>> BEGIN EXTRACTED ENTRIES
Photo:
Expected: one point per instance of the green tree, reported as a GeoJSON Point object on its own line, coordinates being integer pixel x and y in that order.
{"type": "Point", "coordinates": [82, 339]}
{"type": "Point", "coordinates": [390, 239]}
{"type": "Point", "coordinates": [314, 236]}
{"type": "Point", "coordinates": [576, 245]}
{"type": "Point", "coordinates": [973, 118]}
>> END EXTRACTED ENTRIES
### WHAT IS REQUIRED:
Can you rewrite all of the data above with "green tree" changed to "leafy tree" and everything else left as it is?

### COMPLETE OUTPUT:
Photo:
Expected: one point per instance of the leafy tree, reported as a GeoJSON Point object on its own line, coordinates being integer pixel x and y in that order.
{"type": "Point", "coordinates": [82, 339]}
{"type": "Point", "coordinates": [390, 239]}
{"type": "Point", "coordinates": [314, 236]}
{"type": "Point", "coordinates": [576, 245]}
{"type": "Point", "coordinates": [973, 118]}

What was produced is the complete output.